* **Instruction 1**
In the extract about Bolivian dances and a taxi ride, rewrite the paragraph that opens with the driver's reply "Bastante ordenado." as a short bulleted list of its main facts.

Morenada Dance - Ceremonial dance (this is the style I danced in Acora)

Cueca - A love dance. The Cueca is also the national dance of Chile.

Pujillay dance from Chuquisaca (the area around Sucre) - It is a tribute to the abundance of the pacha mama (earth goddess) and to the military power of the indigenous people during the colonial rule.

Chutas from La Paz - Dancing in Bolivia is always associated with bier, often leading to much clowning around

Tinku - It represents the meeting of opposites, it is a ritualistic dance where alcohol is consumed and communities settle scores, it often ends in bloodshed and death.

A fit conclusion to the Tinku.

Diablada from Oruro - Devils and demons emerge from the mines to seek the forgiveness and blessing of the Virgin.

Taquirari from the eastern lowlands - a happy extrovert dance

Taquinari character

Caporales - Afro-Bolivian dance representing the power of the slave overseers, today it epitomises social transformation in Bolivia, feminine sensuality and the power and virility of men.

Franco invited to dance the Caporales with a very pretty lady

The next morning we headed for the bus terminal. We hailed the first taxi to pass, it was the most decrepit we had ever seen. The driver was a mining engineer who works in Chile.

“What do you think of Chile?” We asked.

“Bastante ordenado.” (They are pretty organised.) He replied. The mining area where he works had been part of Bolivia before it was lost to Chile during the War of the Pacific (1879-1884). Unlike most Bolivians, he had no regrets, he felt the Chileans were doing a better job managing it.

He worked 7 days on, 7 days off. Since his wife couldn’t take time off when he was back home, he drove a taxi to pass the time.

“What do you think of Evo Morales?” We asked.

“He is a scoundrel and if the people vote for him, they are fools,” was his blunt reply.

Dataset records about object locations
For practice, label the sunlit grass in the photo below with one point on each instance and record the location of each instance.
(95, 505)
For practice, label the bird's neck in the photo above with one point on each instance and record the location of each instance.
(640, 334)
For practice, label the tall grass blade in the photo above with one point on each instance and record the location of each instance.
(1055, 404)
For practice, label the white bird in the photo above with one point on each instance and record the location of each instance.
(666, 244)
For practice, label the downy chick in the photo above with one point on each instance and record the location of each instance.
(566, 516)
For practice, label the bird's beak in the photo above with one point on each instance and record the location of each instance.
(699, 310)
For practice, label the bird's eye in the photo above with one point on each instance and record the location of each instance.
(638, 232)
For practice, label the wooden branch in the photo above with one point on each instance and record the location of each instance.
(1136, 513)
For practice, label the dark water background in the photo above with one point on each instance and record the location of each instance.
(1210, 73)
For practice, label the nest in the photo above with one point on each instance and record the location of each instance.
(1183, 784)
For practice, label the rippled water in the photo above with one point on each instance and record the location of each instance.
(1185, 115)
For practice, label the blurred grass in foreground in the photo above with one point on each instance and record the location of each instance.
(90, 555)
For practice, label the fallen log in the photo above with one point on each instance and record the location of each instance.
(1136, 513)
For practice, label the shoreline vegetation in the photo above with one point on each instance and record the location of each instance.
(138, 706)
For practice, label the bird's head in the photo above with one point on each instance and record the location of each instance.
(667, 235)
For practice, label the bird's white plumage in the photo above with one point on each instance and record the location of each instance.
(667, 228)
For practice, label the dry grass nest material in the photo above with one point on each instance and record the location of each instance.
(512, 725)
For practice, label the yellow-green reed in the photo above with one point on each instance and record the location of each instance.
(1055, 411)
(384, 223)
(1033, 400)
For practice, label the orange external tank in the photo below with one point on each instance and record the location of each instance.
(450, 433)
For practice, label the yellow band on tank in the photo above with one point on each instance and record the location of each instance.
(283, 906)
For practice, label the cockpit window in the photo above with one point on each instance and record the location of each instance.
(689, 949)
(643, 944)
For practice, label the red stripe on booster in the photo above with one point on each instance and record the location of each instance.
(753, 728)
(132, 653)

* **Instruction 2**
Give everything in the listing from the line containing "For practice, label the yellow band" down through the end of the listing as a Markdown table with the columns No. and Line, numbering each row.

* **Full answer 1**
- The driver replied that the Chileans are pretty organized ("Bastante ordenado").
- The mining area where he works had been part of Bolivia before it was lost to Chile in the War of the Pacific (1879-1884).
- Unlike most Bolivians, he had no regrets about this.
- He felt the Chileans were doing a better job managing the area.

* **Full answer 2**
| No. | Line |
|---|---|
| 1 | For practice, label the yellow band on tank in the photo above with one point on each instance and record the location of each instance. |
| 2 | (283, 906) |
| 3 | For practice, label the cockpit window in the photo above with one point on each instance and record the location of each instance. |
| 4 | (689, 949) |
| 5 | (643, 944) |
| 6 | For practice, label the red stripe on booster in the photo above with one point on each instance and record the location of each instance. |
| 7 | (753, 728) |
| 8 | (132, 653) |